==== DOCUMENT SEGMENT ====

# MASSIVE sheath swelling - causes??



## JanetGeorge (24 November 2010)

My 4 year old RID stallion was absolutely FINE on Saturday - on Sunday morning he had THE most massively swollen sheath I have ever seen!  Junior vet came out as an emergency and gave IV antibiotics and anti-inflammatories, recommended gentle exercise (in hand) and alternate hot/cold hosing - with follow up in-feed anti-inflammatories and Pen/Strep im.

By Tuesday there was NO improvement - although his appetite remained good and he was able to wee - and to let down and draw up.  So senior vet came out - scanned the sheath looking for any pus pocket or foreign body, none found.  More IV antibiotics and anti-inflammatories, repeated today, along with gentle exercise 4 times daily and alternate hot and cold hosing.

At present, the only theories we have managed to come up with:

1.  that he caught a foot up in the rug surcingle (he really tucks his back feet up when he rolls) and managed to kick himself;

or 
2)  he had a TEENSY scab on the sheath - about the right size to be a thorn prick (God knows how!)

Neither really seems that probable!!  IF it was infection - to cause a swelling of that magnitude - you'd have expected a high temp/loss of appetite.  His temp DID get up to 38.5 - and his appetite is good.

Any other experiences, thoughts, suggestions gratefully received.  NO chance he's been kicked - except by himself; his sheath was cleaned a couple of weeks ago - and was quite clean to start with.


----------



## threeponies (24 November 2010)

An elderly gelding at my yard gets this, his owner reckons its to do with too much protein in his diet- his last flare up came after eating this year's hay.


----------



## mainpower (24 November 2010)

My 18yo gelding has always had a swollen sheath, which I regularly mentioned to the vet when having his annual jabs.  The vet always said that as it's cold, and not painful and it's always been like that not to worry.  Anyway, there's been a few threads on here about the "bean" so I thought I'd have a poke about to see if I could find one, (I've never properly cleaned "it", just ran my baby oiled hands down it when it's appeared during a grooming session, and had a quick "pick").  So armed with warm water, rubber gloves and a bottle of sheath cleaner I gave it a really good clean.  The next day he had a normal size sheath, which made me feel guilty that I'd been neglecting his personal hygiene!  However, the following day it blew up until it was the size of a very large melon, and he could hardly walk.  I cold hosed it and kept him out and it went down over the next couple of days, and has since remained a normal size and feels soft, but I would be very wary of cleaning it again!  Probably not much help to you though!


----------



## Ginger Bear (24 November 2010)

My cousing gelding had exactly the same thing, one day fine the next his sheath was swollen to the size of a football..the vet came out & thought he had some sort of water infection..a few days later once the swelling had gone down the vet came out again & found two little bite marks..he'd been bitten by an adder while rolling/laying in his field!!


----------



## EstherYoung (25 November 2010)

Is he otherwise OK in himself? Does he have filled legs too at all?

With hindsight, a filled sheath was the only warning we got of the massive migrating redworm explosion that the little colt on our yard had. The filled sheath was due to the protein leakage caused by the worm damage to the gut.

====

### WORK INSTRUCTION
Update the sheath swelling thread starting at "By Tuesday there" and ending at "appetite is good.", replacing "Tuesday" with "Wednesday". The rows that come next are unrelated to the sheath swelling thread.

==== DATA SECTION ====

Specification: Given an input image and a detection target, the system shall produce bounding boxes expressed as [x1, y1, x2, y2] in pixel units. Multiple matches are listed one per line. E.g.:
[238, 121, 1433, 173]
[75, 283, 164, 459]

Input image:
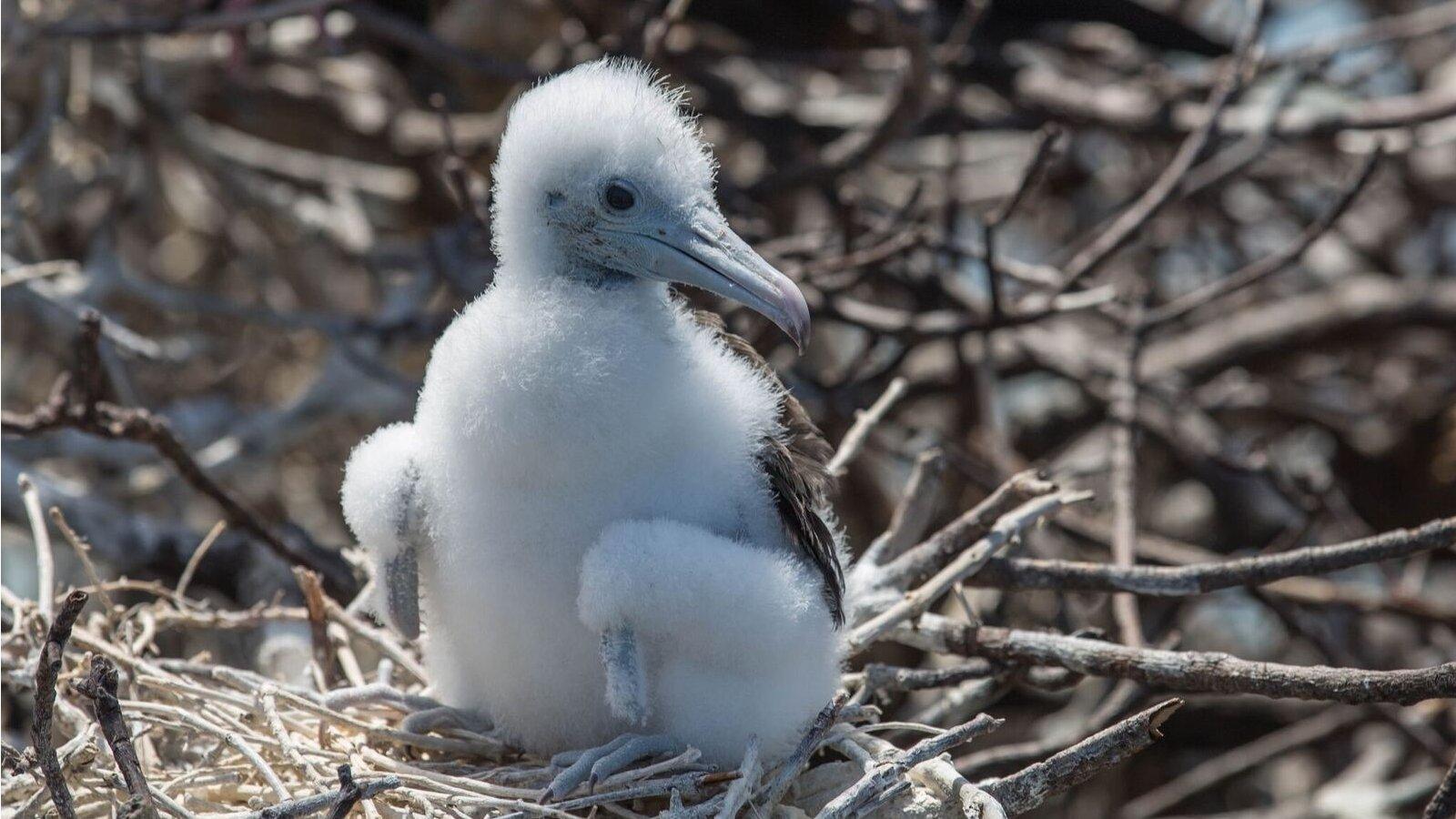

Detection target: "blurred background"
[0, 0, 1456, 816]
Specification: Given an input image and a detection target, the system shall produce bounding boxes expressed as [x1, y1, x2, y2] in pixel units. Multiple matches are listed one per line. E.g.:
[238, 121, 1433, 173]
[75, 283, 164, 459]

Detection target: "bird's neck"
[558, 264, 645, 290]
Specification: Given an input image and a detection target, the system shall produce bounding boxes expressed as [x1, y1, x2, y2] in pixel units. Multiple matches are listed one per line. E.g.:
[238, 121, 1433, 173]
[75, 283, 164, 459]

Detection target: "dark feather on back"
[693, 310, 844, 627]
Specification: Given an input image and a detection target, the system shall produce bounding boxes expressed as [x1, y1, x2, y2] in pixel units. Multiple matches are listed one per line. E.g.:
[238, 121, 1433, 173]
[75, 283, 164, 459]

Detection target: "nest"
[5, 487, 1181, 817]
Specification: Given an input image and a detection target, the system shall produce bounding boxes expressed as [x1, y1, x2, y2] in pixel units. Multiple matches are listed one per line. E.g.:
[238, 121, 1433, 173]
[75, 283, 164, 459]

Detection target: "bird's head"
[492, 58, 810, 349]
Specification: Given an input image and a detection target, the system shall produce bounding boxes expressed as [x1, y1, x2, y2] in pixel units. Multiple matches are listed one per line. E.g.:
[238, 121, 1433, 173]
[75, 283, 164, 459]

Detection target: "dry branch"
[981, 700, 1182, 816]
[966, 518, 1456, 598]
[31, 592, 87, 819]
[890, 616, 1456, 705]
[76, 657, 157, 819]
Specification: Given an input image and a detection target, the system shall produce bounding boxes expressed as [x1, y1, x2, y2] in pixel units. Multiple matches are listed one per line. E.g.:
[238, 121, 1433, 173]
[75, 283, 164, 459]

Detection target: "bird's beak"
[614, 208, 810, 347]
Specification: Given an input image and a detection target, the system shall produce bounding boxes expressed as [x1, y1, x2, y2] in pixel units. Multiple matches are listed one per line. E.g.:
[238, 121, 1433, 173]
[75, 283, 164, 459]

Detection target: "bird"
[340, 58, 846, 799]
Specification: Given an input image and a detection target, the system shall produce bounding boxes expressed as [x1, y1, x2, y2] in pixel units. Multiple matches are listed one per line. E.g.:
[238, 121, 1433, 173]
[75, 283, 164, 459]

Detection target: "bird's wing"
[693, 310, 844, 627]
[342, 424, 428, 638]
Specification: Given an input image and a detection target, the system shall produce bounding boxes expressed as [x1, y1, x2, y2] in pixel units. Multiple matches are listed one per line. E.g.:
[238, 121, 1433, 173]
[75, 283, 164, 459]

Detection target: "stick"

====

### ANSWER SECTION
By Wednesday there was NO improvement - although his appetite remained good and he was able to wee - and to let down and draw up.  So senior vet came out - scanned the sheath looking for any pus pocket or foreign body, none found.  More IV antibiotics and anti-inflammatories, repeated today, along with gentle exercise 4 times daily and alternate hot and cold hosing.

At present, the only theories we have managed to come up with:

1.  that he caught a foot up in the rug surcingle (he really tucks his back feet up when he rolls) and managed to kick himself;

or 
2)  he had a TEENSY scab on the sheath - about the right size to be a thorn prick (God knows how!)

Neither really seems that probable!!  IF it was infection - to cause a swelling of that magnitude - you'd have expected a high temp/loss of appetite.  His temp DID get up to 38.5 - and his appetite is good.